[What to work on]:
1. Please print the part of the forum thread on sharing composition ideas that runs from "I thought it" up to and including "Violin 1 (6)".
2. Answer these questions from the forum thread on sharing composition ideas:
(a) About how many musicians did ComposerOfAvantGarde picture for the small orchestra?
(b) What class did violadude take this semester?
(c) According to Crudblud, when do his ideas become worthwhile?
3. List every percussion instrument named in the forum thread on sharing composition ideas.

[Provided text]:
◆ ◆ ◆ ◆ ◆ ◆ ◆
# Ideas and inspiration



## ComposerOfAvantGarde (Dec 2, 2011)

I thought it would be nice to start a thread (perhaps even make it a sticky thread) where we can share ideas and inspirations for compositions that we want to create. Compositions in embryo form, only existing in our heads. 

Having seen two relatively modern cello concertos as well as an abundance of contemporary Finnish music I have been very inspired to compose more orchestral music....and I have envisioned a cello concerto of my own! I've been thinking about a small orchestra with maybe around thirty musicians. Tell me what you think of this:

Flutes 1,2 (dbl picc.)
Clarinets 1,2 (dbl bass cl.)
Horns 1,2
Percussion (1 player: crotales, vibraphone, tubular bells, triangle, cymbals, bass drum)
Solo cello
Violin 1 (6)
Violin 2 (6)
Viola (4)
Cello/bass (4,2)

It might end up being around 15 minutes long if I ever compose it. I've been really into writing miniatures also, so it might be full of quite a few short movements. 


Now, tell us about your latest ideas and inspiration. Anything from a sound or motif you kinda like and want to include in a future work to pretty much a fully planned piece of music! Anddont forget to tell us what made you get these ideas.


----------



## violadude (May 2, 2011)

I don't want to share my ideas before I put them on paper because I'm paranoid about people stealing them.


----------



## PetrB (Feb 28, 2012)

Too much of a share fest of dreams not yet realized to interest me.

Instrumentation: _____ _____ _____ ____
Duration: _____
Number of segments ________

I mean, sincerely asking, of what interest is that generic plan of a piece, as yet to be made and in all likelihood of being modified along the way to its actually being done?

ADD: if I had wanted to share ideas on that plane, I would have become a writer, not a musician who composes a bit


----------



## Crudblud (Dec 29, 2011)

violadude said:


> I don't want to share my ideas before I put them on paper because I'm paranoid about people stealing them.


I don't want to share my ideas because they're usually terrible and only become worthwhile when translated into actual music.


----------



## violadude (May 2, 2011)

Crudblud said:


> I don't want to share my ideas because they're usually terrible and only become worthwhile when translated into actual music.


Ya there's that too...

I've found this to be really true actually. I was in a composing for string quartet class this semester and we were required to talk about how our pieces were going (how the process was unfolding, what our plans were ect.) and I found trying to talk about what my piece was like without it being fully realized was a really grating and uncomfortable experience.


----------



## ricardo_jvc6 (Dec 8, 2010)

Crudblud said:


> I don't want to share my ideas because they're usually terrible and only become worthwhile when translated into actual music.


Crud, you are not alone... Sometimes I have trouble to compose with my ideas because I think my ideas are unfit, or either sounds to cliché or seems too simple as joke... That is why I don't share ideas because my ideas are supposed to be what I vision it to be and often other composers don't like them.
◆ ◆ ◆ ◆ ◆ ◆ ◆
[Dataset section]:

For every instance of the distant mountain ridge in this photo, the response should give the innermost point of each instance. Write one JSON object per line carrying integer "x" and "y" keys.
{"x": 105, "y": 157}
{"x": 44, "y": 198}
◆ ◆ ◆ ◆ ◆ ◆ ◆
[Responses]:
1.
I thought it would be nice to start a thread (perhaps even make it a sticky thread) where we can share ideas and inspirations for compositions that we want to create. Compositions in embryo form, only existing in our heads. 

Having seen two relatively modern cello concertos as well as an abundance of contemporary Finnish music I have been very inspired to compose more orchestral music....and I have envisioned a cello concerto of my own! I've been thinking about a small orchestra with maybe around thirty musicians. Tell me what you think of this:

Flutes 1,2 (dbl picc.)
Clarinets 1,2 (dbl bass cl.)
Horns 1,2
Percussion (1 player: crotales, vibraphone, tubular bells, triangle, cymbals, bass drum)
Solo cello
Violin 1 (6)

2.
(a) Around thirty.
(b) A composing for string quartet class.
(c) When translated into actual music.

3.
crotales
vibraphone
tubular bells
triangle
cymbals
bass drum